INSTRUCTIONS FOR THE TASK >> I need the lines below from the one with "target | woman in red sari" down to the one with "target | helicopter tail boom" reproduced exactly, both ends included, and nothing else.

PROVIDED MATERIAL >>

++++++

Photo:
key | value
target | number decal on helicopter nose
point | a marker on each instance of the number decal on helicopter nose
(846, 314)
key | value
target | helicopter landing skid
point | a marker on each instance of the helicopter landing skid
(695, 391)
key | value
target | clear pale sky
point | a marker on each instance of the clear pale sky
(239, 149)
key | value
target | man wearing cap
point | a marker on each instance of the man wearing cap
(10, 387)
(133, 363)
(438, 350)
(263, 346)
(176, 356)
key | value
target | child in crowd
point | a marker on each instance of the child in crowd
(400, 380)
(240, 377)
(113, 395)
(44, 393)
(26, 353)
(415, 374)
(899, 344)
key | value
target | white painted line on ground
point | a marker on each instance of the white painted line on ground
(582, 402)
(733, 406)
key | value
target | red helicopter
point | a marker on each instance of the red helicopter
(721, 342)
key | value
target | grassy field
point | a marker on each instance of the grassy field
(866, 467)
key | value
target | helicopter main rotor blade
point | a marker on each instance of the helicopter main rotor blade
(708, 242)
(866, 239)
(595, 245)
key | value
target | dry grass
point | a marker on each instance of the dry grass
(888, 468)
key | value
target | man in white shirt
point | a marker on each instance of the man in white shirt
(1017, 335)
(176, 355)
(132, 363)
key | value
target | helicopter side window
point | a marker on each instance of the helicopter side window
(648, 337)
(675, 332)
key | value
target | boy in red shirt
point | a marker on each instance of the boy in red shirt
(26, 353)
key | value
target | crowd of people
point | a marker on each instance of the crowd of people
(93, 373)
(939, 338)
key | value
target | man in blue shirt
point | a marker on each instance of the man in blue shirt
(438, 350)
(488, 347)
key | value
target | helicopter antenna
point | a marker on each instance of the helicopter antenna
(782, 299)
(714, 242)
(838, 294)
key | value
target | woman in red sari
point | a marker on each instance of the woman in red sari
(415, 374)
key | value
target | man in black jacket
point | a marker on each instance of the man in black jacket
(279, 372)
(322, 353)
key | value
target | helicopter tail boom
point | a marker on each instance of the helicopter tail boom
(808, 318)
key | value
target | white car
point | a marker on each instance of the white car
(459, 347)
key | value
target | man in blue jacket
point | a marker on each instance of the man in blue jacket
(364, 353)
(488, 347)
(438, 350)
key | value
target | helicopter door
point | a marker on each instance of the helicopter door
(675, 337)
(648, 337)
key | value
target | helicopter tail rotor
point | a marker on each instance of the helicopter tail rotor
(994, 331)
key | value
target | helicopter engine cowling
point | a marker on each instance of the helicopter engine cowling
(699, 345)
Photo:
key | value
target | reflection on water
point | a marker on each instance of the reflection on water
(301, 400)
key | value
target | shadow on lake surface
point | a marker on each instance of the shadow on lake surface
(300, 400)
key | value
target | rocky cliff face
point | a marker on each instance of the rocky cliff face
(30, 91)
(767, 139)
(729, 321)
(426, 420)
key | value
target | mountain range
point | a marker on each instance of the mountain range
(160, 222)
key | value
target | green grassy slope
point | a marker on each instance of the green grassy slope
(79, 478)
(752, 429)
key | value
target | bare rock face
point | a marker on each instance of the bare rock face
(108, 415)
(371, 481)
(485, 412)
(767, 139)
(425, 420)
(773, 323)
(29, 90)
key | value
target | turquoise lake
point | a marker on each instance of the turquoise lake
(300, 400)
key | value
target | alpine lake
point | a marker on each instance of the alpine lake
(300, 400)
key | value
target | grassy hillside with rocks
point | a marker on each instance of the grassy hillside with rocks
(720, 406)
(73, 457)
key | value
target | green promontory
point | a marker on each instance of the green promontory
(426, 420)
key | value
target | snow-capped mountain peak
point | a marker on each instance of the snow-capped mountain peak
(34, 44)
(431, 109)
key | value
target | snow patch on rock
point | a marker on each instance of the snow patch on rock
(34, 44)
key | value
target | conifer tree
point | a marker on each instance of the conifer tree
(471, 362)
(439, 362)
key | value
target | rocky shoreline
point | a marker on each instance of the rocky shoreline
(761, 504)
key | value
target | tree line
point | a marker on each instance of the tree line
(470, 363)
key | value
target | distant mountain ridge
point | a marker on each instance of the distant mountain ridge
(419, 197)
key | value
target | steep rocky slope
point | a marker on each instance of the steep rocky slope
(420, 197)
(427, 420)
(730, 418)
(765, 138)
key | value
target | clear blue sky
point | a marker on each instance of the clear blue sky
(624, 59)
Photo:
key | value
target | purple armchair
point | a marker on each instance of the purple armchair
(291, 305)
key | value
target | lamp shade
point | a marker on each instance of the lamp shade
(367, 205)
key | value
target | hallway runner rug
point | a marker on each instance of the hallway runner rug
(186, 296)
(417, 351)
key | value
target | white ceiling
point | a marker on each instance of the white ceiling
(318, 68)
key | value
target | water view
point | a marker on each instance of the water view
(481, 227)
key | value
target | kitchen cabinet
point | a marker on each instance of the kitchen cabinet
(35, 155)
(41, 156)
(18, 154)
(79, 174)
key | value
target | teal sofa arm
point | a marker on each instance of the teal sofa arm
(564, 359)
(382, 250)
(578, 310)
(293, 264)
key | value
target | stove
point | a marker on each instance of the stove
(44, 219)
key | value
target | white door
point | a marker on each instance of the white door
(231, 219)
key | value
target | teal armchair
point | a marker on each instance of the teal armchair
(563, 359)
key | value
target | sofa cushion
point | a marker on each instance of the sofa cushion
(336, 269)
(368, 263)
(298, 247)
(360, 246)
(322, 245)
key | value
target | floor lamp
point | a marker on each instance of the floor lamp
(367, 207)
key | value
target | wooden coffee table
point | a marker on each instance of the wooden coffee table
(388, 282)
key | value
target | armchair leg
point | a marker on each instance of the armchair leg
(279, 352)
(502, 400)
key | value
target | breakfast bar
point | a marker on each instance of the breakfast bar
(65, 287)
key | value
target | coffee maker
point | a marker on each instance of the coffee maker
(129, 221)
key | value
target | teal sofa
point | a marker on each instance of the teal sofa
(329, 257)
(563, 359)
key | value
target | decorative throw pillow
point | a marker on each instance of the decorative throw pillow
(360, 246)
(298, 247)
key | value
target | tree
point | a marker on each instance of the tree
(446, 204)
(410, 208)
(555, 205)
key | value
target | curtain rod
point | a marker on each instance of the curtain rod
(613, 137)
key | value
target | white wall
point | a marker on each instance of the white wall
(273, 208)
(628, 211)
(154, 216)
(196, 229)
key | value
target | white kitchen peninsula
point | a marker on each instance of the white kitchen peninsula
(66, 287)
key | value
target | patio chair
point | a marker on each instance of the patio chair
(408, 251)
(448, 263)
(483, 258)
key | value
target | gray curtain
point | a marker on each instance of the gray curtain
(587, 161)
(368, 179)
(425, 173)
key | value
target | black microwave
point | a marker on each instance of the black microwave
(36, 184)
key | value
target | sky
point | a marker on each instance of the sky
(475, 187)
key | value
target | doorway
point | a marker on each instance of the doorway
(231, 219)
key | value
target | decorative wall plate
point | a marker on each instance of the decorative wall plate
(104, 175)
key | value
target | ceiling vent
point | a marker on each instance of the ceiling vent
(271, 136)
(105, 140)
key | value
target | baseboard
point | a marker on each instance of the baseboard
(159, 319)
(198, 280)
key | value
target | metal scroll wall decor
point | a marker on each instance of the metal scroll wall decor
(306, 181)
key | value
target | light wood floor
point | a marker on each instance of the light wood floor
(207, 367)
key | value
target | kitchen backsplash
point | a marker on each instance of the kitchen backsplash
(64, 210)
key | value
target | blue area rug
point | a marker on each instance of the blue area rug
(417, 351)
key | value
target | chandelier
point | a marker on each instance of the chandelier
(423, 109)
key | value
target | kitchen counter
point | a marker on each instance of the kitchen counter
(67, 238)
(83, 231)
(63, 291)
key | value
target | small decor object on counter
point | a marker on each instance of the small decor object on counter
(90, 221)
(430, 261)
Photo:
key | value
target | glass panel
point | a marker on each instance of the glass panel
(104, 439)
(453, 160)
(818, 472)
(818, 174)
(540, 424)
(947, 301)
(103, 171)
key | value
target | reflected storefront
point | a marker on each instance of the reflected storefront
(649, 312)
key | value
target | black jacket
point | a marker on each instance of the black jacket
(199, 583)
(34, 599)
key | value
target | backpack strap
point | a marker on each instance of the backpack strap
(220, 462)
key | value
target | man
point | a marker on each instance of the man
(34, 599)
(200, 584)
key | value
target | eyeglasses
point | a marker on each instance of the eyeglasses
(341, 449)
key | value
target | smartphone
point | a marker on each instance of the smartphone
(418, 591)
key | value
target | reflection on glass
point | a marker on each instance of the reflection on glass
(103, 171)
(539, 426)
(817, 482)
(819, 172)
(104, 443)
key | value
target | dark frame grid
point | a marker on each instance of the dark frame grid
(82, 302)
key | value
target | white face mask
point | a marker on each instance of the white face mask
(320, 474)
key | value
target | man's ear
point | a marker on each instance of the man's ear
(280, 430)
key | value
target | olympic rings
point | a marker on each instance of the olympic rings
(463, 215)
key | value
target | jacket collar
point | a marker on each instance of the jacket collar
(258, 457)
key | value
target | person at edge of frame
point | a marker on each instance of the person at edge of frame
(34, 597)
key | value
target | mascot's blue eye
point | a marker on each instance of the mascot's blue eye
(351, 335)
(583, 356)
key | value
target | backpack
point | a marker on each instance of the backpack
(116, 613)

++++++

SOLUTION FOR THIS PROBLEM >>
target | woman in red sari
point | a marker on each instance of the woman in red sari
(415, 374)
key | value
target | man in black jacket
point | a marker on each instance of the man in black jacket
(279, 372)
(322, 353)
key | value
target | helicopter tail boom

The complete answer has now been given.